[[ GIVEN ENTRIES open ]]

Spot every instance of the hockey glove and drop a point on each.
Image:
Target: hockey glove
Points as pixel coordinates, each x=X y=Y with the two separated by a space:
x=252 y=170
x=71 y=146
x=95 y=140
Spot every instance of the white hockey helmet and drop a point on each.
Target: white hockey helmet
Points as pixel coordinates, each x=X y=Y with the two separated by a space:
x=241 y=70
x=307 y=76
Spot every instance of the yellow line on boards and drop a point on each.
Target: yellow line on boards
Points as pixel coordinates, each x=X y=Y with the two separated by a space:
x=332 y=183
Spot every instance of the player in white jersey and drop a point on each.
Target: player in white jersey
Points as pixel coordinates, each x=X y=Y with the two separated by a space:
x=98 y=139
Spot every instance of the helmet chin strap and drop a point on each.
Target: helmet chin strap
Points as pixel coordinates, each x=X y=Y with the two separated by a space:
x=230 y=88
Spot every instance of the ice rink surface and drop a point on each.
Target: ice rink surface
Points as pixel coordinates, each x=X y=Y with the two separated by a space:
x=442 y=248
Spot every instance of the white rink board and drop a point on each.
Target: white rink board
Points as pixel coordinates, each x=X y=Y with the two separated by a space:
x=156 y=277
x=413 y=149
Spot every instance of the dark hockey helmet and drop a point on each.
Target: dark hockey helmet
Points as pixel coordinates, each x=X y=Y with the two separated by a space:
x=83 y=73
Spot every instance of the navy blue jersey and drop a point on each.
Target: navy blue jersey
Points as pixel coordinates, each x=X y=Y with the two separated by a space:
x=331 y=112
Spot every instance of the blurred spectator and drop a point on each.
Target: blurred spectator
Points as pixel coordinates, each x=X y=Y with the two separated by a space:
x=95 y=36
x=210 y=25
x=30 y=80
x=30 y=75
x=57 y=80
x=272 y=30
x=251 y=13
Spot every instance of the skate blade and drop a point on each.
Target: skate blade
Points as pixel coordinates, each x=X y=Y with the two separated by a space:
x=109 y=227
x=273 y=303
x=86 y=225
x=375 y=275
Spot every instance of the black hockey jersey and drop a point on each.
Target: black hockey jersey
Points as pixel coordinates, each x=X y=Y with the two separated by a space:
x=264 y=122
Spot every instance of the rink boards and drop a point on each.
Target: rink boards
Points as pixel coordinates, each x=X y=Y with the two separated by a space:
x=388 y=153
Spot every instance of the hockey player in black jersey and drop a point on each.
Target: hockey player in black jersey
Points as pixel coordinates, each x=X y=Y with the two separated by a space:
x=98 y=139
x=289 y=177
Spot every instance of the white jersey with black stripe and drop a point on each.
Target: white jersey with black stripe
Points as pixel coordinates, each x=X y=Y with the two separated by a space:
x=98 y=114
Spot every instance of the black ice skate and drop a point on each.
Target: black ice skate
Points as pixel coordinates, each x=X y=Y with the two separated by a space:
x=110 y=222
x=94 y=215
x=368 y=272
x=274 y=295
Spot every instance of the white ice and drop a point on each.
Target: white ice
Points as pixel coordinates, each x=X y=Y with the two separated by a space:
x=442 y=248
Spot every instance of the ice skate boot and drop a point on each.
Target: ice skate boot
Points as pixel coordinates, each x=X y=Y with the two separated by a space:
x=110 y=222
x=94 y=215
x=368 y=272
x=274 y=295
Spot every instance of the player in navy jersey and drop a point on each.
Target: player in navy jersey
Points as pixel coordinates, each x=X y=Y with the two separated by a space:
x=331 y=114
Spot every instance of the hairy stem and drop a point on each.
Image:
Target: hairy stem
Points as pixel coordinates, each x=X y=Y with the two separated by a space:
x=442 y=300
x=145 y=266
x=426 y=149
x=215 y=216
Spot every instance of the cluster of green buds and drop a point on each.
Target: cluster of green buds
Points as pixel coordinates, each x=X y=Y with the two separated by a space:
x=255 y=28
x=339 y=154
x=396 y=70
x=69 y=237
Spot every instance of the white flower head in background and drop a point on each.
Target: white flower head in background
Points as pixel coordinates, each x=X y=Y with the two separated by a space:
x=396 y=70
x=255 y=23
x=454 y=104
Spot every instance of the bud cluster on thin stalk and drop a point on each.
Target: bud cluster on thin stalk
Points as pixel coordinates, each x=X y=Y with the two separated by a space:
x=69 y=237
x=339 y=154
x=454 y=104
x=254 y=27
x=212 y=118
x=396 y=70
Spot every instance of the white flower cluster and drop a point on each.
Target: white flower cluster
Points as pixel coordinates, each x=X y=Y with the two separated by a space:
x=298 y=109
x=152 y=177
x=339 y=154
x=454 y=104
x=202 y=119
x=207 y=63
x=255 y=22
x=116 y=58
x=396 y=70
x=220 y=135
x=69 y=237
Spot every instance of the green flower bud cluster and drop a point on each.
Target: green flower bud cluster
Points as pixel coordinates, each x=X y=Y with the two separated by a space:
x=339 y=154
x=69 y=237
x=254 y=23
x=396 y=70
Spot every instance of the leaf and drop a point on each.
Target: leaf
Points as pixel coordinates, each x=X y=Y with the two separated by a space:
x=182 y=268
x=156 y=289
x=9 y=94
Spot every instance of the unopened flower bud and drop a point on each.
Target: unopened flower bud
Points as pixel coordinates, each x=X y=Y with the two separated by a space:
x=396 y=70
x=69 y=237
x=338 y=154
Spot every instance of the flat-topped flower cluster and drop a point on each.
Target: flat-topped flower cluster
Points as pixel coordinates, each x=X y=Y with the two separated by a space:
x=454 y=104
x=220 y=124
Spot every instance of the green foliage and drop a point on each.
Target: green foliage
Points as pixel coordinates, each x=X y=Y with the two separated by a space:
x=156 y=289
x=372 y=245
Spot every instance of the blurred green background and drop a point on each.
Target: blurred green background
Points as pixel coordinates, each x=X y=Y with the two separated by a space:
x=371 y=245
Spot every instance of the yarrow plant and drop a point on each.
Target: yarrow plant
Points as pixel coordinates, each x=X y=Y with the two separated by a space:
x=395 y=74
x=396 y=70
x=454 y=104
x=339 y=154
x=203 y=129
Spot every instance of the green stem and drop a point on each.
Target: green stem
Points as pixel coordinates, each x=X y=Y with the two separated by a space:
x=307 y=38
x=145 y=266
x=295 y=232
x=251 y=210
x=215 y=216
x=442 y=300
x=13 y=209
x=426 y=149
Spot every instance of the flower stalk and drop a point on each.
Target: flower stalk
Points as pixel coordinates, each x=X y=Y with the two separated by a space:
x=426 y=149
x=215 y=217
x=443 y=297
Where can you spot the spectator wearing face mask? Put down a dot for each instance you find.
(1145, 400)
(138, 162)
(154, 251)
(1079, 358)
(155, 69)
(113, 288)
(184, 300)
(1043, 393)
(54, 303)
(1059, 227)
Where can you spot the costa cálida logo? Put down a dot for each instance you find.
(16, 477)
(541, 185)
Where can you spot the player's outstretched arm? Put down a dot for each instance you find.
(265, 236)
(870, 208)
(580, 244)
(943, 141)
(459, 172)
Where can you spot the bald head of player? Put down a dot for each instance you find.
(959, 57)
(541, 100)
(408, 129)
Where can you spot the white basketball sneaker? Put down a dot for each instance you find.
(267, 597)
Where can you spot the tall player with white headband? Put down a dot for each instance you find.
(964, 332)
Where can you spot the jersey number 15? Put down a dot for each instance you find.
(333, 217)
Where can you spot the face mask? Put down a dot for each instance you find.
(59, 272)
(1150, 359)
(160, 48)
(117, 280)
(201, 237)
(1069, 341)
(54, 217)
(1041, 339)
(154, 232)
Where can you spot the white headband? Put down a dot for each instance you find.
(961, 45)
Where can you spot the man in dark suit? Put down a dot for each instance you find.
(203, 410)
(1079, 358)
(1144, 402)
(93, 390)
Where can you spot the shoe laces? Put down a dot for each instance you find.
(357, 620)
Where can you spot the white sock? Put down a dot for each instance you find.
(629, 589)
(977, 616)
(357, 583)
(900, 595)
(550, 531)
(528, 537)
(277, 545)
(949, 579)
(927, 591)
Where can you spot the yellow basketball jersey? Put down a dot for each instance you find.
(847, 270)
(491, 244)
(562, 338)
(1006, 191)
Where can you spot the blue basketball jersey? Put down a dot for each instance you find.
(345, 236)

[[ GIVEN ENTRIES closed ]]

● **REQUIRED ACTION**: Here the job is to transcribe the lines from the first line of the data through the line containing "Target: yellow line on boards", inclusive, exactly and with nothing else.

● **RESPONSE BELOW**:
Spot every instance of the hockey glove and drop a point on each.
Image:
Target: hockey glove
Points as pixel coordinates, each x=X y=Y with the two separated by a space:
x=252 y=170
x=71 y=146
x=95 y=140
Spot every instance of the white hockey helmet and drop a point on each.
Target: white hockey helmet
Points as pixel coordinates, each x=X y=Y with the two separated by a space:
x=241 y=70
x=307 y=76
Spot every instance of the yellow line on boards and drop a point on each.
Target: yellow line on boards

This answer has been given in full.